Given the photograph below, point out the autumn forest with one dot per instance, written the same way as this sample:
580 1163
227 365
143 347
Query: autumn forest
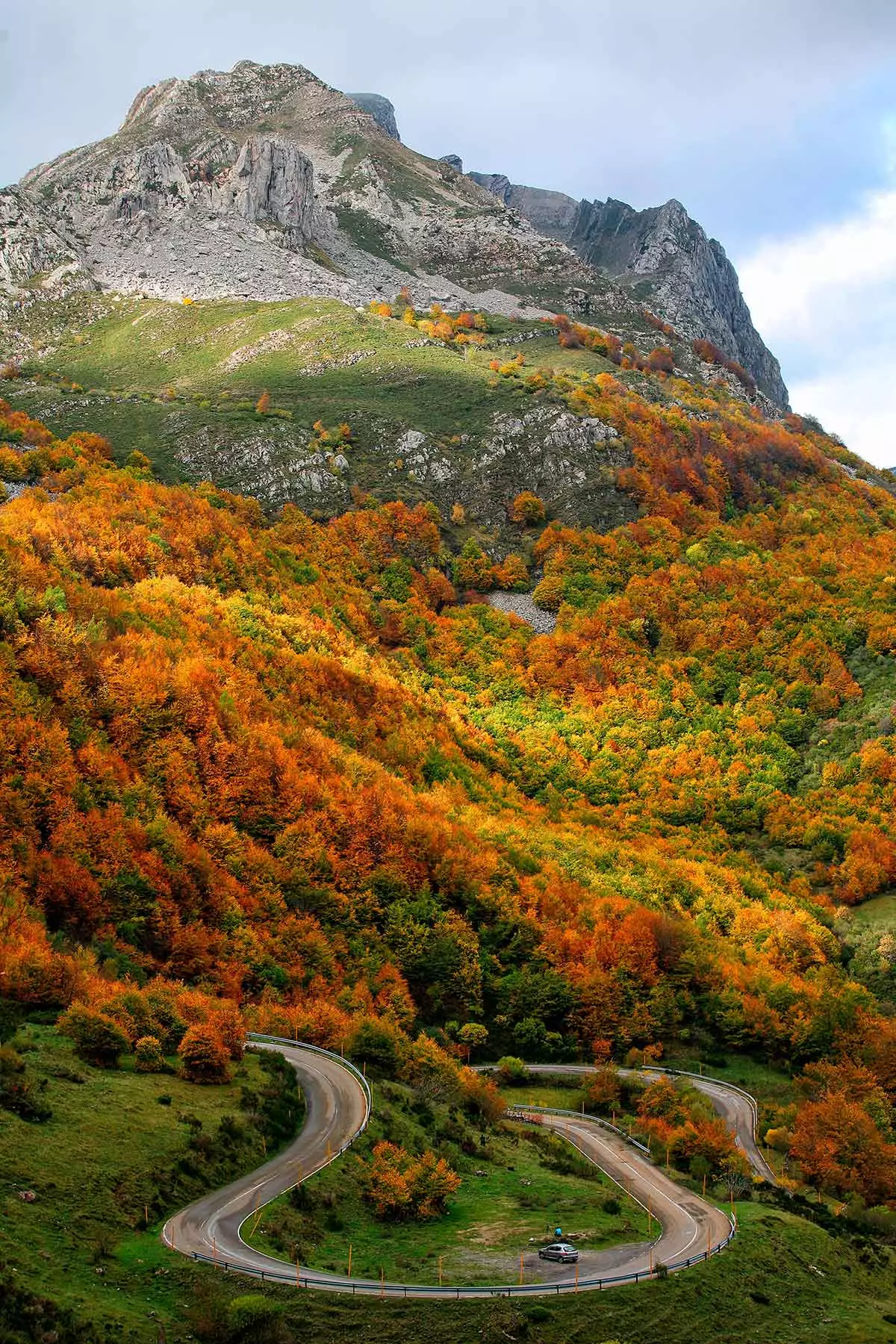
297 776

**Work instructions:**
Reproduce all of the lines above in full, raising each answer coordinate by 13 while keeping the sample coordinates unchanged, and omit the picture.

**Result of this exercise:**
Given the photograph below, point out the autumn forest with one dot per instance, written the same way as this sample:
580 1163
227 365
143 347
Query: autumn forest
310 789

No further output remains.